- WHAT YOU HAVE TO DO -
Your answer should be a single number, the count of lines in the material with the string "like".

- INPUT DATA -
- - - - - - -
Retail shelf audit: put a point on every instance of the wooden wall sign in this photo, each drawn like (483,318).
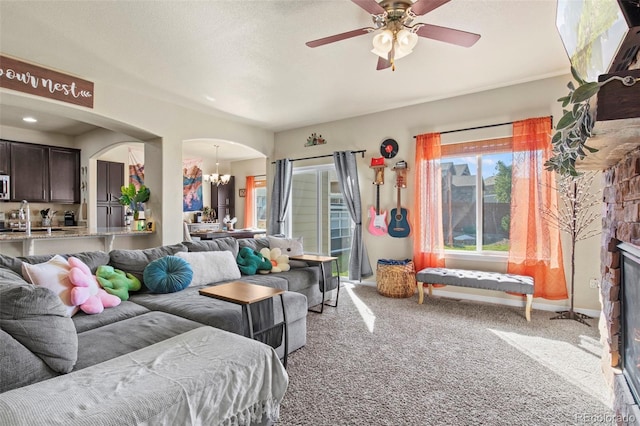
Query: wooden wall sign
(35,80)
- - - - - - -
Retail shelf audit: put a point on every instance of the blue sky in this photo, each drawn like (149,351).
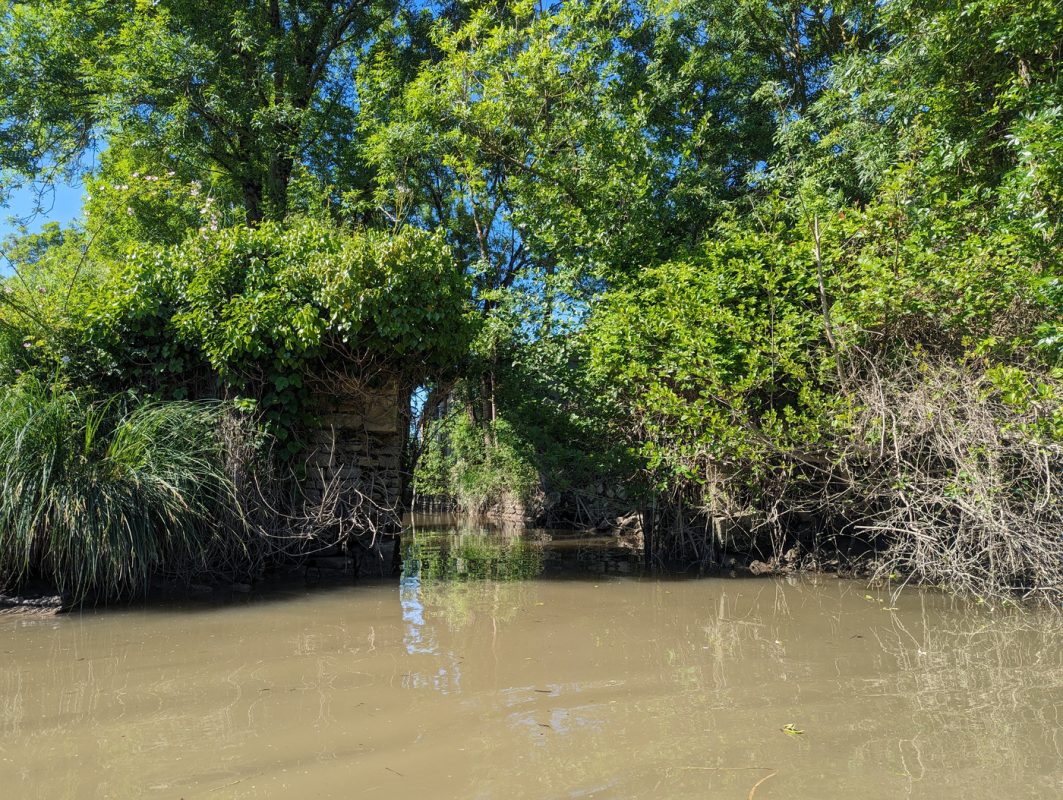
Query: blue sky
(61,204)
- - - - - - -
- RESPONSE -
2